* [What you are asked to do]: Below are records with pictures in them. Output exactly the lines from the one with "Target: tank top strap" through the one with "Target: black shoe", both included, and leave every picture out; give only those lines.

* [Entries provided]:
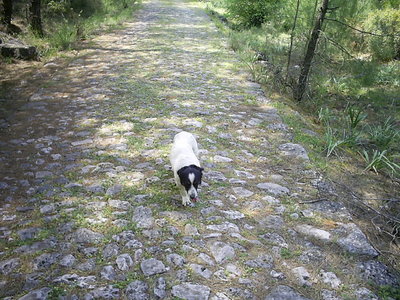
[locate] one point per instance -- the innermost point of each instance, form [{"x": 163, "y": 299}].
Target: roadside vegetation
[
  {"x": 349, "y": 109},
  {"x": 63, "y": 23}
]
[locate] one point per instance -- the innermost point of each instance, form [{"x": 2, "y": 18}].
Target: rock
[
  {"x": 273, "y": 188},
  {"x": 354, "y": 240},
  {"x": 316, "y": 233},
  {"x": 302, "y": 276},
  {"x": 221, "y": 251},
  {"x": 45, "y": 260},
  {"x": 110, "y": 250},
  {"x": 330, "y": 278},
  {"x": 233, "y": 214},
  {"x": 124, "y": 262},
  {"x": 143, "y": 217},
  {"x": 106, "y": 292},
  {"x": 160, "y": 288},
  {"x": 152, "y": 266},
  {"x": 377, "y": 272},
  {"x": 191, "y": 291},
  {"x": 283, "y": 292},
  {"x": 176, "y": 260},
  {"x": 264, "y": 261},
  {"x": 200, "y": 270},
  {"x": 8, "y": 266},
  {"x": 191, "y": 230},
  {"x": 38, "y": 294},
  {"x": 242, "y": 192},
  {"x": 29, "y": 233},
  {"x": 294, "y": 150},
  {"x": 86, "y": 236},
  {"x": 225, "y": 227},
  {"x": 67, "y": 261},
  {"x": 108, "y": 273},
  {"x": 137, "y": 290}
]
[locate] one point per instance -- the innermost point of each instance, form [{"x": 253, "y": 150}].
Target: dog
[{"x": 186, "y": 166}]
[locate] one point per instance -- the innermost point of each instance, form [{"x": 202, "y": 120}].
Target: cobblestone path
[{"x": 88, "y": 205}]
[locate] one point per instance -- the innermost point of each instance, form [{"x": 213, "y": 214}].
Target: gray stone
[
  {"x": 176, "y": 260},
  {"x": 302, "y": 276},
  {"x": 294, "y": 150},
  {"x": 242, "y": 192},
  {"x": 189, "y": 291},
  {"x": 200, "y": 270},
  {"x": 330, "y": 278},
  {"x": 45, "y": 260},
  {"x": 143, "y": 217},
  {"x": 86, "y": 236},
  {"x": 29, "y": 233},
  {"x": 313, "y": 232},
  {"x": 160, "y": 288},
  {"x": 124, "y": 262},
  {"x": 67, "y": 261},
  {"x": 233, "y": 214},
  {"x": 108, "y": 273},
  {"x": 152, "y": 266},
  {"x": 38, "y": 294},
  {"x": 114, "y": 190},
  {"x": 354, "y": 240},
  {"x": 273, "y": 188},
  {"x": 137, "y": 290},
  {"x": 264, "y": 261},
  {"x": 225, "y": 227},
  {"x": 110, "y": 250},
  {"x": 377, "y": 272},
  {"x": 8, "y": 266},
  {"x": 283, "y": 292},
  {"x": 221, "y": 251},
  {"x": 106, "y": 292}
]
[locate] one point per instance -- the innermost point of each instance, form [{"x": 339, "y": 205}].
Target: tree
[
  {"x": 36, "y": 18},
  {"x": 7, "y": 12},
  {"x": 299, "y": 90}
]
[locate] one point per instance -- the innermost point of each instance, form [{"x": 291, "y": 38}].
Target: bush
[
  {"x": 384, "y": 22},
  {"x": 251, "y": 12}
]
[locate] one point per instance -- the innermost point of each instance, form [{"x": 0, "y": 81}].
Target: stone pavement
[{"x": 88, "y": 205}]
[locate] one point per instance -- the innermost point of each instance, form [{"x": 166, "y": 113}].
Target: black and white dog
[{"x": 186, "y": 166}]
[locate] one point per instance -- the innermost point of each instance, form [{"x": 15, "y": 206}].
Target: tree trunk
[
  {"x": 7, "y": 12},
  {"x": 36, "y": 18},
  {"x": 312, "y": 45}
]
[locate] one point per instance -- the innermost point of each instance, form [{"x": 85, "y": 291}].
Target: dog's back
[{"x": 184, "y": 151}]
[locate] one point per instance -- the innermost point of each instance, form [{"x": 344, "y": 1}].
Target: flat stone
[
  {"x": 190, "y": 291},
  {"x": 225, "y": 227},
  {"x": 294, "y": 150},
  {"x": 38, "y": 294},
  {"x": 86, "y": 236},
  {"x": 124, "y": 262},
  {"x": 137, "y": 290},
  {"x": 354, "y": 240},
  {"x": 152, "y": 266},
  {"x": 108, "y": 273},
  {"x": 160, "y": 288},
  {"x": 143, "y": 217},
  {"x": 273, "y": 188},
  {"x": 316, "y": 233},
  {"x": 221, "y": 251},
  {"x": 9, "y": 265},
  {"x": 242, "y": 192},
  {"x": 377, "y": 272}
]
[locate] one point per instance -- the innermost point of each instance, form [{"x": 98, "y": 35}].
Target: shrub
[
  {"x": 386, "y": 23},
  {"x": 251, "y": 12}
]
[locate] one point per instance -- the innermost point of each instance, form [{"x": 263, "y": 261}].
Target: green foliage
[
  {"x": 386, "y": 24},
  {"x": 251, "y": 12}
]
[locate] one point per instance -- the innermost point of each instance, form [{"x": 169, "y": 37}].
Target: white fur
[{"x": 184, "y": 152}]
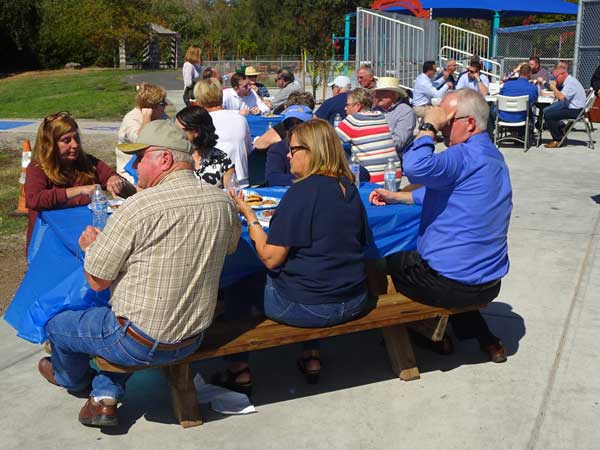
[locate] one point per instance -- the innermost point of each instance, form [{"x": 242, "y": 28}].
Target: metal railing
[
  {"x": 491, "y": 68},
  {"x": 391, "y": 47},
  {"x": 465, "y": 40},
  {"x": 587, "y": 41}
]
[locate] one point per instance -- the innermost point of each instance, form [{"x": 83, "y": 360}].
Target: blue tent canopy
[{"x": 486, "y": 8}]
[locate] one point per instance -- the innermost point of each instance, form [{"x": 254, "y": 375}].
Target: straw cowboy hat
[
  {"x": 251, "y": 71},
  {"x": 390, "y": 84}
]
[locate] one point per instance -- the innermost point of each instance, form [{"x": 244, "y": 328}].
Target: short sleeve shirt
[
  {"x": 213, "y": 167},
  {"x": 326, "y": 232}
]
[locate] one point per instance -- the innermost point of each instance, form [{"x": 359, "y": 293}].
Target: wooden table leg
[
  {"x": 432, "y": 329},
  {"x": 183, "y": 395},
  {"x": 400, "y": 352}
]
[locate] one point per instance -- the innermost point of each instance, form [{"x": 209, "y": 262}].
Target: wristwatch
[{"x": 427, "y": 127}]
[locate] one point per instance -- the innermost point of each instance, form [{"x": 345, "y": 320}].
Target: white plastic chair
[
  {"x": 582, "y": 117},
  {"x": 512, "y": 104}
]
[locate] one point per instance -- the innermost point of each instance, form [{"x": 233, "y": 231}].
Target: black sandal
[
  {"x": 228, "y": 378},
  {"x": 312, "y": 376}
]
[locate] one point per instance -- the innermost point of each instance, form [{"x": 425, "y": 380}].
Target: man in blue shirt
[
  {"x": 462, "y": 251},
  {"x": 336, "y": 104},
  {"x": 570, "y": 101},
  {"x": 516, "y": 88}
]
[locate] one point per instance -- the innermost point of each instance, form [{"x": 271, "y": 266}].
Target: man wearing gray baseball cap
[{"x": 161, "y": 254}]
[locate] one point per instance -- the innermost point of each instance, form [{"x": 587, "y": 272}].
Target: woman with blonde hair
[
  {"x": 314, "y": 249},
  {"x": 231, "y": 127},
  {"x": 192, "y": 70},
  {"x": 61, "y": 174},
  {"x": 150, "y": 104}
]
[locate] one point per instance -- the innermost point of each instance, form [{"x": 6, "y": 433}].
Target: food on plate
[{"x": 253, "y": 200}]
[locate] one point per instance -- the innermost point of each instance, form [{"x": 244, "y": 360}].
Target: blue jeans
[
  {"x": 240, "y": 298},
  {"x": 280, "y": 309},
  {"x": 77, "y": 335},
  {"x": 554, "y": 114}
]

---

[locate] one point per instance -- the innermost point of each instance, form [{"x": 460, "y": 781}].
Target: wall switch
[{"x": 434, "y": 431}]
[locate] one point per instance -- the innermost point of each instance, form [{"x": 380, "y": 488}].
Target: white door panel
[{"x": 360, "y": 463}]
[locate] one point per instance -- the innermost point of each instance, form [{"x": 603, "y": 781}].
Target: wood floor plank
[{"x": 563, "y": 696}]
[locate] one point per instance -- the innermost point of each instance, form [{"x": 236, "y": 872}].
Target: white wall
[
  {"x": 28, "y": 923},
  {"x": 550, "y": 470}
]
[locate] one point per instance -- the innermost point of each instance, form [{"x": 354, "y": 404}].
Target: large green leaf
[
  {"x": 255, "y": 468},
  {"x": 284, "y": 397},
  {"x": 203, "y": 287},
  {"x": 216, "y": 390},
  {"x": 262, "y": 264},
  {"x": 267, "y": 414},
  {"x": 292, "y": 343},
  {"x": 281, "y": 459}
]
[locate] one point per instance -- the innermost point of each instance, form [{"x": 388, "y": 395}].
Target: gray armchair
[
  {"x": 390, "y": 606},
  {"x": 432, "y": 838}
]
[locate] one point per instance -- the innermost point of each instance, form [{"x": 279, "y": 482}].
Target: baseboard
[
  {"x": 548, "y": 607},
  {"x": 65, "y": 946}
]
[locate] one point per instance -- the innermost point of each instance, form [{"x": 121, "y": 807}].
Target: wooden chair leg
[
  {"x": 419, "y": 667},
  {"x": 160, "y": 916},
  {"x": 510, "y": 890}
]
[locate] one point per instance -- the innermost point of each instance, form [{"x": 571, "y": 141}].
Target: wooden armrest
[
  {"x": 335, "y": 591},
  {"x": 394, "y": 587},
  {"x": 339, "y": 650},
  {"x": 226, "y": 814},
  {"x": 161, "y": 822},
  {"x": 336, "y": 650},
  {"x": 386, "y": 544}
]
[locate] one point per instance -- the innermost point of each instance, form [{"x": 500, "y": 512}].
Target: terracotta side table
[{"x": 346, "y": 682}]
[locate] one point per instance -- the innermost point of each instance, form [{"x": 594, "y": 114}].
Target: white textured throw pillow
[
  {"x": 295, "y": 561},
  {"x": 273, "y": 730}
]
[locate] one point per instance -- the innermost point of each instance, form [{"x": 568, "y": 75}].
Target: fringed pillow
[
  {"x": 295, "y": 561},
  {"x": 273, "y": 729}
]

...

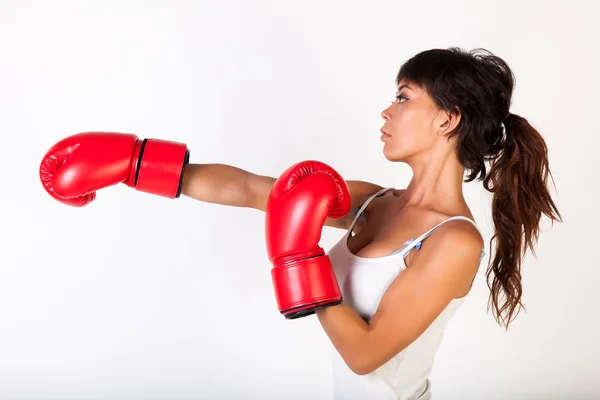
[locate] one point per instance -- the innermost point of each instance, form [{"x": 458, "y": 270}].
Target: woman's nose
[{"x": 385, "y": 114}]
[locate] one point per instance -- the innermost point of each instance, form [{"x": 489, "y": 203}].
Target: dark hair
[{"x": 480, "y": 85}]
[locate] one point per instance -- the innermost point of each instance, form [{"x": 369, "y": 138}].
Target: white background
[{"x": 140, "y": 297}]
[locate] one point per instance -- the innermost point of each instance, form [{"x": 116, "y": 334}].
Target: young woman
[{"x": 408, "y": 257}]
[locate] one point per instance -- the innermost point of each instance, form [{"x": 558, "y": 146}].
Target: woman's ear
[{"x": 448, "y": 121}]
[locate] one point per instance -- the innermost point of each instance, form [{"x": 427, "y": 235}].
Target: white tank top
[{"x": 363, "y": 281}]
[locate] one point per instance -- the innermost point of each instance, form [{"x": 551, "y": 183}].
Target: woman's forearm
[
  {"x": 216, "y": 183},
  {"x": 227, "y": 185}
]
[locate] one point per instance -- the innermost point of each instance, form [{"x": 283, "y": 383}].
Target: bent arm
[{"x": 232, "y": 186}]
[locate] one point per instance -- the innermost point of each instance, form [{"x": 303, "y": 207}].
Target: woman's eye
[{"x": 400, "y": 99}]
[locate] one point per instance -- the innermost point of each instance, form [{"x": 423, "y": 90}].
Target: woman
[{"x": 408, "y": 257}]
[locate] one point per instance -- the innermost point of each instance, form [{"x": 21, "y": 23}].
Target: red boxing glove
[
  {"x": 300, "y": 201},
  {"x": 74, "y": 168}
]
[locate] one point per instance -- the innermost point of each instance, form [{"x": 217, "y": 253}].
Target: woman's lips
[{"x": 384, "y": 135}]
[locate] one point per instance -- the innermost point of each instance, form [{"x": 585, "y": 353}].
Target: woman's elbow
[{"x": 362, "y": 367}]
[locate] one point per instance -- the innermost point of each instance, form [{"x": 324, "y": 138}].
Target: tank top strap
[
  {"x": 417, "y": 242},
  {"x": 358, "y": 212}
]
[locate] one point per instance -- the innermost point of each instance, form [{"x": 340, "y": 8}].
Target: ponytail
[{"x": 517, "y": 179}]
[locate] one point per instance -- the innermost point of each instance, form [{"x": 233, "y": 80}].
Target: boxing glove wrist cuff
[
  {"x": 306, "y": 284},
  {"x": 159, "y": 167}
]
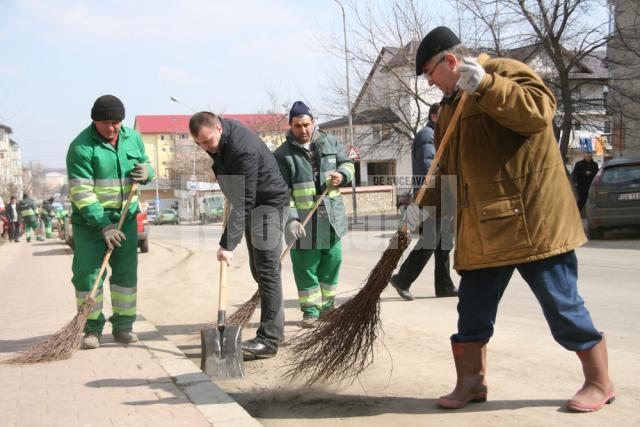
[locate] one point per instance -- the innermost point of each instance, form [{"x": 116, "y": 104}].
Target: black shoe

* [Reply]:
Target: tank top strap
[
  {"x": 417, "y": 242},
  {"x": 358, "y": 212}
]
[locate] one point per instance -- the innermost point of each instance, form [{"x": 340, "y": 8}].
Target: ponytail
[{"x": 517, "y": 179}]
[locate] one point per instance -- the innermost point of each instance, form [{"x": 233, "y": 80}].
Target: boxing glove wrist cuff
[
  {"x": 306, "y": 284},
  {"x": 159, "y": 167}
]
[locate] one point per instance -- the innermost point of each instance, form [{"x": 116, "y": 104}].
Target: black shoe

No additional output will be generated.